OBJECTIVE — Copy the following rows verbatim, starting at the line containing "point: one pixel per instance, each like <point>602,164</point>." and ending at the line containing "<point>1246,483</point>", with both of those lines included.

[Extracted data entries]
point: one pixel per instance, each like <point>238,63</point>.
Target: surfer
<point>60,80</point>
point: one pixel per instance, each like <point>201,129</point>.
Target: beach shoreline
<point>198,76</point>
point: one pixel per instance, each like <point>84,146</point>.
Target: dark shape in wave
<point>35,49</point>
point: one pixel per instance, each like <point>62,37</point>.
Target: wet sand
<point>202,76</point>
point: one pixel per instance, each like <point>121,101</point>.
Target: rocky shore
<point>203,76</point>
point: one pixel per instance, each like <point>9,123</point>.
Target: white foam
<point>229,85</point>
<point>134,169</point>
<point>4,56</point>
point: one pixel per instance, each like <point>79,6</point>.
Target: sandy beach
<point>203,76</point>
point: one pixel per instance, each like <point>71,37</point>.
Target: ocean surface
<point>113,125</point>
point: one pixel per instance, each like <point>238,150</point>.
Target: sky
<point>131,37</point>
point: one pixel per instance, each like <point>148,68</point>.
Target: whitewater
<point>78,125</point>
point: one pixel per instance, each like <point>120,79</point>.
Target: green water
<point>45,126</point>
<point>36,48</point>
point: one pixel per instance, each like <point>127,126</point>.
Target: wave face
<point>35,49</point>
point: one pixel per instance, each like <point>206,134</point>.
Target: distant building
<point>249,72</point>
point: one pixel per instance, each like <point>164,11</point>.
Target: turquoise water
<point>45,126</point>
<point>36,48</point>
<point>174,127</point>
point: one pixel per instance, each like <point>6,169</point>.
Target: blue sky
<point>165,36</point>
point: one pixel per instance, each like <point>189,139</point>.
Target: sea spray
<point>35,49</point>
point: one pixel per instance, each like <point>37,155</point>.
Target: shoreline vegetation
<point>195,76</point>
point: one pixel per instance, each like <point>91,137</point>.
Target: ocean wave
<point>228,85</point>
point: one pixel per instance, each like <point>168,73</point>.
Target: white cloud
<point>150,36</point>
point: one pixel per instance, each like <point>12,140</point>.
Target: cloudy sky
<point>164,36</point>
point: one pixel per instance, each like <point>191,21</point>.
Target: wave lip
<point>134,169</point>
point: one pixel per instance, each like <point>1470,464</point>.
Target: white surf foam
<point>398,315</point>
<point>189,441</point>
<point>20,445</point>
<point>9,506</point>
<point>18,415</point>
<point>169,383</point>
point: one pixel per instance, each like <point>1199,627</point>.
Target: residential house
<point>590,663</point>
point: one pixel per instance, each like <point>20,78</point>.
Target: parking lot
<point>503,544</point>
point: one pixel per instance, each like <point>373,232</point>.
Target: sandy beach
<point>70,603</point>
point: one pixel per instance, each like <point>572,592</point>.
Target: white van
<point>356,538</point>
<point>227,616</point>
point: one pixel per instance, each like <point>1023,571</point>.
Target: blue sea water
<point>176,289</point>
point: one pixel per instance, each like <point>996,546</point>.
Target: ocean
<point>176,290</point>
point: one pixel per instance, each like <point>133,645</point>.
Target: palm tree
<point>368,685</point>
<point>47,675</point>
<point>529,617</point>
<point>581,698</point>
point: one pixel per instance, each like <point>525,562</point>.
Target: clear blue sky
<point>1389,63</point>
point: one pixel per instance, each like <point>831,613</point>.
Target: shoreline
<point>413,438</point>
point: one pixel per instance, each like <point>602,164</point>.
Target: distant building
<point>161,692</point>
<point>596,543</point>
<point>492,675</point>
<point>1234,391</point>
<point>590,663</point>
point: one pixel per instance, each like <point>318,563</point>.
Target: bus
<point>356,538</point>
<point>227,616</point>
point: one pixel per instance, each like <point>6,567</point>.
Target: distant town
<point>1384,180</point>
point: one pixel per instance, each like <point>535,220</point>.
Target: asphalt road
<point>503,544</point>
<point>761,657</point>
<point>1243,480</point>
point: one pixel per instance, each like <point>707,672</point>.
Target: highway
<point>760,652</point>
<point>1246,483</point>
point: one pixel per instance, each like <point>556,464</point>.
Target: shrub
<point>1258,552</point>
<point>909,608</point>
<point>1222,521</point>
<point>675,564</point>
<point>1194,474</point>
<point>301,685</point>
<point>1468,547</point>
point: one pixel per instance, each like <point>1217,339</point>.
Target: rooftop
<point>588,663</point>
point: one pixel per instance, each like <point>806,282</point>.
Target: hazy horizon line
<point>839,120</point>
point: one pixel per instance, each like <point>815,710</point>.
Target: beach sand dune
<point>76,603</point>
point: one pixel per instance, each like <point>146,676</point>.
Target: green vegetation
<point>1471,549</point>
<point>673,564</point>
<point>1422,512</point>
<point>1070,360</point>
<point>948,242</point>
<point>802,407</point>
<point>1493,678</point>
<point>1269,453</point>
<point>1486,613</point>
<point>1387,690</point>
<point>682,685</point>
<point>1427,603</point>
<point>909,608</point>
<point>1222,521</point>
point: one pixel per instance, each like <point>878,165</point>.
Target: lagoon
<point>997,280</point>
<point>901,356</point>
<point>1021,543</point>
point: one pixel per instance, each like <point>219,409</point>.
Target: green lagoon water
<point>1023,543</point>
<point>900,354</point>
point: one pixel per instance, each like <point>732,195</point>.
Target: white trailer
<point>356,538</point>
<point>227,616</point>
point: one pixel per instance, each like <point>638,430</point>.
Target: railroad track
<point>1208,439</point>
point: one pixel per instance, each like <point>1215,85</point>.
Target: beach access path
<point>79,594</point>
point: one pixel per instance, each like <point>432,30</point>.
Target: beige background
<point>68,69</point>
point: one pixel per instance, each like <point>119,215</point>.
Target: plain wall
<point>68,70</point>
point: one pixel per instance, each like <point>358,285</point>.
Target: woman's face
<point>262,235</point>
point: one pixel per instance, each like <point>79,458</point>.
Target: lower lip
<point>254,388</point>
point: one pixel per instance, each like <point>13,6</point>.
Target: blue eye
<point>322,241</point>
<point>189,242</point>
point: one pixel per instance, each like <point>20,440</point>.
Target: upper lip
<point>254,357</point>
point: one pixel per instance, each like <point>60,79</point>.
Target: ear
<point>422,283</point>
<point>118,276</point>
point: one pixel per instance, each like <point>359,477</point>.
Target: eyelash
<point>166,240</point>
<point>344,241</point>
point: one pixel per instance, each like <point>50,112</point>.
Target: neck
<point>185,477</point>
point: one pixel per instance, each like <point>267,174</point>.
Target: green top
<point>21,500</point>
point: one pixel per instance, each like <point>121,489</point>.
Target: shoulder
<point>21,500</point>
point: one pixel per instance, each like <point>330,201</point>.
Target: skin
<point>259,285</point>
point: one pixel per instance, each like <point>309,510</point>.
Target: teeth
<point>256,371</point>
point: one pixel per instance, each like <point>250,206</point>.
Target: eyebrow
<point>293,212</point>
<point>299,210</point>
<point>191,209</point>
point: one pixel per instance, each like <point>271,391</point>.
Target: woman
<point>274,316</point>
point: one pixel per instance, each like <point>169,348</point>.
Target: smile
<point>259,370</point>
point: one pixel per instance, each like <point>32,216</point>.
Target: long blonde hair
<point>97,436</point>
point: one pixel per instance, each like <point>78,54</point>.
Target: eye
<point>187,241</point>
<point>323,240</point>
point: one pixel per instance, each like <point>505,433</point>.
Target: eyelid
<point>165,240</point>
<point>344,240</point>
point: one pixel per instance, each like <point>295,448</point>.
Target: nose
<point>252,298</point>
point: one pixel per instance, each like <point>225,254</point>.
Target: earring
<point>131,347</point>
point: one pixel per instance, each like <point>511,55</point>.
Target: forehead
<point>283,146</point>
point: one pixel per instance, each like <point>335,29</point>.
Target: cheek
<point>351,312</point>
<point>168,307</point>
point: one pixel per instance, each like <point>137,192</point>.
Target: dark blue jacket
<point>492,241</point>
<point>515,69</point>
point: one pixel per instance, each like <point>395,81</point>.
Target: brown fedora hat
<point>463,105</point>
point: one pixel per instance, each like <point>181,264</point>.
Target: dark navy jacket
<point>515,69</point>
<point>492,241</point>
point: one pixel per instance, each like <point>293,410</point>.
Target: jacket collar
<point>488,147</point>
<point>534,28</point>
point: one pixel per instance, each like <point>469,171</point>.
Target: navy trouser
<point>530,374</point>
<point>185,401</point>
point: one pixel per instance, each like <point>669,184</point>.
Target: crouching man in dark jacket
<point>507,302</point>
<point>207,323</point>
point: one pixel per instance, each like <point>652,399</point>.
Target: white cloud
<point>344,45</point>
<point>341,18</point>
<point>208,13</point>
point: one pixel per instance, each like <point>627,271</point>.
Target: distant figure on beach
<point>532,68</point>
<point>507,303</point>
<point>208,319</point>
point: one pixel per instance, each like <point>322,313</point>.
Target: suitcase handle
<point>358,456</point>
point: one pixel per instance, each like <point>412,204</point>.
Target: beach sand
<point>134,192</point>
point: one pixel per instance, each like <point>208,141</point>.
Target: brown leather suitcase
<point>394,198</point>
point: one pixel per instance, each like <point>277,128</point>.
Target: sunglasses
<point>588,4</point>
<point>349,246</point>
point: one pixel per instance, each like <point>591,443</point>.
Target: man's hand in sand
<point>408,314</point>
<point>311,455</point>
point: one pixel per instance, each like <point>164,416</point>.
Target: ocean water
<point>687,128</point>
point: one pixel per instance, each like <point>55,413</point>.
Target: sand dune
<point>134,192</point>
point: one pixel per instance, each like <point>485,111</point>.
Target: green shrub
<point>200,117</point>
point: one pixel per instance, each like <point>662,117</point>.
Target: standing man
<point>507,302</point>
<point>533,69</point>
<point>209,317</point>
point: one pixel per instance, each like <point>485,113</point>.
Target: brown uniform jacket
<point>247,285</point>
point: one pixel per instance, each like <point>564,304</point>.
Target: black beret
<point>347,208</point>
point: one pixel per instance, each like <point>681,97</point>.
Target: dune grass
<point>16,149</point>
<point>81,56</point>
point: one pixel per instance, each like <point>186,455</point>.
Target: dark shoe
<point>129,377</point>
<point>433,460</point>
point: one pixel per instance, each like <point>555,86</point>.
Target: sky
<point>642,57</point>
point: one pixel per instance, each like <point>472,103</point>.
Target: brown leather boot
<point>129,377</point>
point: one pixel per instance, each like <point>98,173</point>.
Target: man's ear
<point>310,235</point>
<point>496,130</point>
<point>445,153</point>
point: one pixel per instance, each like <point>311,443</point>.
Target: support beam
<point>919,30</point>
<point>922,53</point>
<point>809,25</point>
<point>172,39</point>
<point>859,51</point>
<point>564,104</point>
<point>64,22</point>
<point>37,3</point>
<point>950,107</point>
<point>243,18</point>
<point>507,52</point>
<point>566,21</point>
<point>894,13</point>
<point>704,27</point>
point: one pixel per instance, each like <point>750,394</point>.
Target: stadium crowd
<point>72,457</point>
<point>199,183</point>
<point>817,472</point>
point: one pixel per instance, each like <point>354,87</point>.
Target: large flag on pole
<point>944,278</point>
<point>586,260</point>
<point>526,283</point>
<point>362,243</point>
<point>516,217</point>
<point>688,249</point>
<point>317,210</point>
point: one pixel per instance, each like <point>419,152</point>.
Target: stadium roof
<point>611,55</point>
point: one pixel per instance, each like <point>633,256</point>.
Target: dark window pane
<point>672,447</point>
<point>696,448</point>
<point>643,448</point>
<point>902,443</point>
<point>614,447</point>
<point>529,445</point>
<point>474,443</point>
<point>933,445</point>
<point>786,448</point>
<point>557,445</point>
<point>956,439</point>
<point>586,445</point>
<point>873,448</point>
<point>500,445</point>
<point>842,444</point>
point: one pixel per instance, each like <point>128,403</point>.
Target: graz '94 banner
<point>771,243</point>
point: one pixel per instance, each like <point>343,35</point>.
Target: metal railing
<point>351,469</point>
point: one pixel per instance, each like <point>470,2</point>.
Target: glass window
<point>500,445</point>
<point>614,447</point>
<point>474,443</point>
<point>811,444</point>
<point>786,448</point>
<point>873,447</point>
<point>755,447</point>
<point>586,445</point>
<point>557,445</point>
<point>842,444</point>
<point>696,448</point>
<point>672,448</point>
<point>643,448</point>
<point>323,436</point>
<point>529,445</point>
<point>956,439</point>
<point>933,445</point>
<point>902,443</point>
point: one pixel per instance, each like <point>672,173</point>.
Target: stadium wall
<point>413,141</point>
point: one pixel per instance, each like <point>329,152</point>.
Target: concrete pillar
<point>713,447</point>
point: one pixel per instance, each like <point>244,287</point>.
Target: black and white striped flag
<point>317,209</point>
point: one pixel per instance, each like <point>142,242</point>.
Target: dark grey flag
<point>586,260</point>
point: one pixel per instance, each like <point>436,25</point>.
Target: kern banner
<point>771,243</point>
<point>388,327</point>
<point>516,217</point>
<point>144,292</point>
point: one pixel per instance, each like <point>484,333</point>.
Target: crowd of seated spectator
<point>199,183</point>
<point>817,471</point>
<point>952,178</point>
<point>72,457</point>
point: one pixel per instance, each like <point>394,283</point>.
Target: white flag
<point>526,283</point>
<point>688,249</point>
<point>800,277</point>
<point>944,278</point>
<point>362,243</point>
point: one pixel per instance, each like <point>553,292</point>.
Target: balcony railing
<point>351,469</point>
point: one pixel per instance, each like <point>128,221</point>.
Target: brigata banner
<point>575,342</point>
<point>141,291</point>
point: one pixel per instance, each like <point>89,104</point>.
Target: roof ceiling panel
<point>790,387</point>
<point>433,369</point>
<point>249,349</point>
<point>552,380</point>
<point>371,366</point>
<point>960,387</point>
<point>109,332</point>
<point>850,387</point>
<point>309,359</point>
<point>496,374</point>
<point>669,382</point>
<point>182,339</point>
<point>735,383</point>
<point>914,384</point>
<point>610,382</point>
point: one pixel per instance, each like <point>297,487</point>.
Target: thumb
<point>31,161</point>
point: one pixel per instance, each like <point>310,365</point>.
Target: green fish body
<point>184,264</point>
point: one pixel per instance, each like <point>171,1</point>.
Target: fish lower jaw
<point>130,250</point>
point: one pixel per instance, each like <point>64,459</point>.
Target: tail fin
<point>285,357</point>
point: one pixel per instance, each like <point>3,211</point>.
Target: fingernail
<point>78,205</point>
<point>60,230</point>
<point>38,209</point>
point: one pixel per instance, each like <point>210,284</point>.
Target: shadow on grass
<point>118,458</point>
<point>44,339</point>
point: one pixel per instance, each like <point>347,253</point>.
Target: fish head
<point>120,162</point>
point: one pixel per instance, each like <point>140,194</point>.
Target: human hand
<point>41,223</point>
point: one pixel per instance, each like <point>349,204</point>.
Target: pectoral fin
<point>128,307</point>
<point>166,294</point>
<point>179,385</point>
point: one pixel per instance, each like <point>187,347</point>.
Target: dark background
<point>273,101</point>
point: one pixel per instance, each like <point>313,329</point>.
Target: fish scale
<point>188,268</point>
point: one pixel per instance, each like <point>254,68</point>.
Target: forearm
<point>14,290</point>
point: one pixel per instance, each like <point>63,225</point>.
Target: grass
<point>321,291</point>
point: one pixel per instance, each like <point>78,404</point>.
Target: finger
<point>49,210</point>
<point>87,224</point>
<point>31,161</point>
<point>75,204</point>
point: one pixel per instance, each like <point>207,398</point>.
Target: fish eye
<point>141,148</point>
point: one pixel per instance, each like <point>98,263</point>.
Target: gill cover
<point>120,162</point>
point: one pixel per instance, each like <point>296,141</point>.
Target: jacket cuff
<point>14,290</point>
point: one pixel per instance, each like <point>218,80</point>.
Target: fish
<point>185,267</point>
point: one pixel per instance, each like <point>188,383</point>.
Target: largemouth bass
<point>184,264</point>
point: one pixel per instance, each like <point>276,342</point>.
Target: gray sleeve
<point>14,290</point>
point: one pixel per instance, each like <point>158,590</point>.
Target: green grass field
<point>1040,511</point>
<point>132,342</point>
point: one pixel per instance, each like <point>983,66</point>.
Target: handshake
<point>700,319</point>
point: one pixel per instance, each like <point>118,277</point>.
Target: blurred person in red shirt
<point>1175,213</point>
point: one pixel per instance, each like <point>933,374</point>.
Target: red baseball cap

REPLY —
point: one pixel per instance, each like <point>602,164</point>.
Target: distant building
<point>161,692</point>
<point>596,543</point>
<point>492,675</point>
<point>1234,391</point>
<point>590,663</point>
point: one pixel per instance, each like <point>318,563</point>.
Target: bus
<point>356,538</point>
<point>227,616</point>
point: one pixel per instance, each like <point>6,567</point>.
Target: distant town
<point>1384,180</point>
point: one pixel per instance, each like <point>535,220</point>.
Target: asphalt road
<point>503,544</point>
<point>761,657</point>
<point>1243,480</point>
point: one pixel per instance, each like <point>707,672</point>.
Target: highway
<point>760,652</point>
<point>1246,483</point>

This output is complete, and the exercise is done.